→ **Data items**
--
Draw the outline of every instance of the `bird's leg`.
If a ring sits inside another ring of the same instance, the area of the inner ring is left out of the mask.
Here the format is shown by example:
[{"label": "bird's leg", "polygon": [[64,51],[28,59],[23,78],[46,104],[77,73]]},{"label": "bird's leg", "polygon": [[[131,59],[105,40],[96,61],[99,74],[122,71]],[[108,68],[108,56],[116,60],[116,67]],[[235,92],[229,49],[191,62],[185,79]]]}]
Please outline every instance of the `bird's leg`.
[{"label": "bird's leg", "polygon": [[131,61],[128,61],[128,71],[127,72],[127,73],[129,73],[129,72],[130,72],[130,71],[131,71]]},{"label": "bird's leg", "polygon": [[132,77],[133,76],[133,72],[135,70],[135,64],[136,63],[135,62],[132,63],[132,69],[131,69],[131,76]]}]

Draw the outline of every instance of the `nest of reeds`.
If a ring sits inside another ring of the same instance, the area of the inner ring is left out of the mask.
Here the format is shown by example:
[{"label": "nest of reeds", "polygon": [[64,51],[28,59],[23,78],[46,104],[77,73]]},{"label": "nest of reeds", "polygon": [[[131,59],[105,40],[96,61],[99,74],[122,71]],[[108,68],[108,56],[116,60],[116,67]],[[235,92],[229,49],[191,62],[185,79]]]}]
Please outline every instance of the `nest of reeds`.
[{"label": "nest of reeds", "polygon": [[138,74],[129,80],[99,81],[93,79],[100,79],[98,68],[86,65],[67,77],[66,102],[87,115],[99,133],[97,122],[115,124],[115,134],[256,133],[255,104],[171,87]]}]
--
→ **EXERCISE BRIEF**
Copy these lines over word for word, covering all the data items.

→ **WRITTEN ANSWER**
Draw the outline of every instance of the `bird's leg`.
If a ring sits inside another ring of the same instance, the area of the inner ring is left out of the mask.
Here the format is shown by example:
[{"label": "bird's leg", "polygon": [[64,51],[28,59],[23,78],[46,104],[77,73]]},{"label": "bird's leg", "polygon": [[[131,59],[105,40],[96,61],[99,74],[122,71]],[[108,68],[108,56],[116,60],[116,67]],[[235,92],[229,49],[191,62],[185,79]]]}]
Please outline every instance of the `bird's leg`.
[{"label": "bird's leg", "polygon": [[131,61],[128,61],[128,71],[127,72],[127,73],[129,73],[129,72],[130,72],[130,71],[131,71]]},{"label": "bird's leg", "polygon": [[132,77],[133,76],[133,72],[135,70],[135,64],[136,63],[135,62],[132,63],[132,69],[131,69],[131,76]]}]

Draw the outline of every instance of the `nest of reeds`.
If a ring sits inside another ring of the same instance, the area of the inner ring is left out of the mask.
Here the format is shown by example:
[{"label": "nest of reeds", "polygon": [[64,51],[28,59],[23,78],[46,104],[77,73]]},{"label": "nest of reeds", "polygon": [[[131,59],[105,40],[96,61],[99,74],[122,71]],[[108,68],[108,56],[116,60],[116,67]],[[235,92],[229,49],[191,62],[185,79]]]}]
Please outline every instance of the `nest of reeds`.
[{"label": "nest of reeds", "polygon": [[138,74],[129,80],[99,81],[93,79],[100,79],[98,68],[86,65],[67,77],[66,102],[87,115],[99,133],[97,122],[115,124],[115,134],[256,133],[255,104],[171,87]]}]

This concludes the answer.